_STATED EXERCISE_. Write out exactly, with no other output, the lines below from the one that contains "Where can the white teacup" through the end.

Excerpt from a dataset:

+ + + + +

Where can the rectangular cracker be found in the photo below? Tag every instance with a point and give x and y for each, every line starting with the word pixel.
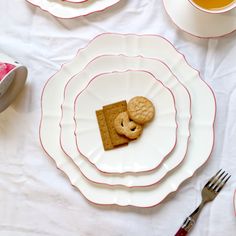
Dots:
pixel 104 132
pixel 111 112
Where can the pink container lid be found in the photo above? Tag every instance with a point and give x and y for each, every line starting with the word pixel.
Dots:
pixel 5 68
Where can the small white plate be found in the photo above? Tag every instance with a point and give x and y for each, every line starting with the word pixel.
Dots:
pixel 198 23
pixel 158 138
pixel 202 128
pixel 65 10
pixel 106 64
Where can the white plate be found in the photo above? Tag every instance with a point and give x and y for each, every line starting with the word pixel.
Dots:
pixel 198 23
pixel 158 138
pixel 234 200
pixel 108 64
pixel 63 9
pixel 75 1
pixel 202 130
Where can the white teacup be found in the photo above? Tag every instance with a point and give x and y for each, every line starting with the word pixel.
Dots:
pixel 222 10
pixel 12 79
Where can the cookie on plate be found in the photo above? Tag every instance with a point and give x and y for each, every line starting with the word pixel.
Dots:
pixel 141 110
pixel 127 127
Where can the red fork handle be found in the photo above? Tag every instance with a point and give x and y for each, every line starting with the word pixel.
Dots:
pixel 181 232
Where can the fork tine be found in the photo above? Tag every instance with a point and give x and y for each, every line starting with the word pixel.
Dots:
pixel 222 184
pixel 215 179
pixel 219 182
pixel 212 178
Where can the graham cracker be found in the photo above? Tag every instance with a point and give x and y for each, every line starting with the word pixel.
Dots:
pixel 111 111
pixel 105 135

+ + + + +

_FINISHED ANSWER_.
Where can the white teacup be found in the photo above? Tag every instance with a point and give x and y for each, every line starting with the word pixel.
Dots:
pixel 222 10
pixel 12 79
Where can the cookie on plate be found in the photo above? Tag every instance with a point and give x and y for each, every line starting with the word pixel.
Dots:
pixel 141 110
pixel 127 127
Where can the red fork handle be found in the photo above? Tag every instance with a point and give x and y for each, every line starting with the word pixel.
Dots:
pixel 181 232
Where can the fork tine be found in the photo above? Tag every instance with a point and give x and y for each, every line starting with the word pixel.
Dots:
pixel 222 184
pixel 215 179
pixel 219 182
pixel 212 178
Where can the graham cracker be found in the photo above? Tag every instance with a point and give x and y for each, every line starting with the word pixel.
Dots:
pixel 111 111
pixel 105 135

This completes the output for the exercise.